**WHAT YOU SHOULD DO:** Count how many lines in the entries below contain the string "weathered", with case counting. Give only the number.

>> START DATA SHOWN

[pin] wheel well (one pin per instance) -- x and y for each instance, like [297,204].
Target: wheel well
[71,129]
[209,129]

>> END DATA SHOWN
>> START DATA SHOWN

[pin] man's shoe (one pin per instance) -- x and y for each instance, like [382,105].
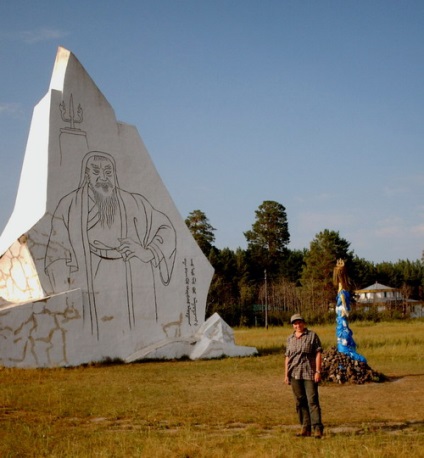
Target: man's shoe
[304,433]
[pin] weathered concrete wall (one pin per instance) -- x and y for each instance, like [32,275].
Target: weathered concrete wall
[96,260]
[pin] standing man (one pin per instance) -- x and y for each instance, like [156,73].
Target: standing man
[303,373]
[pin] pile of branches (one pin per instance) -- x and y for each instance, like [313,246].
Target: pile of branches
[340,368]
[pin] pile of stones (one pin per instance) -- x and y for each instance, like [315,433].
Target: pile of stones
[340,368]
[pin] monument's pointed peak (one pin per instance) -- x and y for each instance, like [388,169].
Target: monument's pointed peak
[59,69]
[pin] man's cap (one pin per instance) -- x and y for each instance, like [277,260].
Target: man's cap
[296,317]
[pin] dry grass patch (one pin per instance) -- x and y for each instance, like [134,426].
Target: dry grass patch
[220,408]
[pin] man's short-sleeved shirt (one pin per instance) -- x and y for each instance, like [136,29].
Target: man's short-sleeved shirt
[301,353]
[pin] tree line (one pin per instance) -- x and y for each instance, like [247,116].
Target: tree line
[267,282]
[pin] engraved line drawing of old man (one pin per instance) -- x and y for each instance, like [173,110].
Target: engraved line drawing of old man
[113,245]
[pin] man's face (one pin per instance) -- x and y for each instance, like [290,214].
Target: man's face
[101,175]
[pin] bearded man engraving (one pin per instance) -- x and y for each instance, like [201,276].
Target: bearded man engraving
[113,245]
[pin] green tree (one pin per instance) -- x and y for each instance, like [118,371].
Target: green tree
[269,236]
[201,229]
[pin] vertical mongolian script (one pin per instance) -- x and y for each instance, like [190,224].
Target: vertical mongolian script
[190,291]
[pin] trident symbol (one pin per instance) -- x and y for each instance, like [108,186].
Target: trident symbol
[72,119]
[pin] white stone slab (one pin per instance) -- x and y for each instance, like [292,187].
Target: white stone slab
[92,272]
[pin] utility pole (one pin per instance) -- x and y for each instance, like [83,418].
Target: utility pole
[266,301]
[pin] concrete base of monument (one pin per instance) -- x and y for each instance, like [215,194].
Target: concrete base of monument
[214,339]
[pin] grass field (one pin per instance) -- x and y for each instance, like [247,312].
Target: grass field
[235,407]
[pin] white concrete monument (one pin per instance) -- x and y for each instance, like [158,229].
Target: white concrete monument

>> END DATA SHOWN
>> START DATA SHOWN

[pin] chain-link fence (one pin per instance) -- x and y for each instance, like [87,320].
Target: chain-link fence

>> END DATA SHOWN

**RESULT BELOW:** 2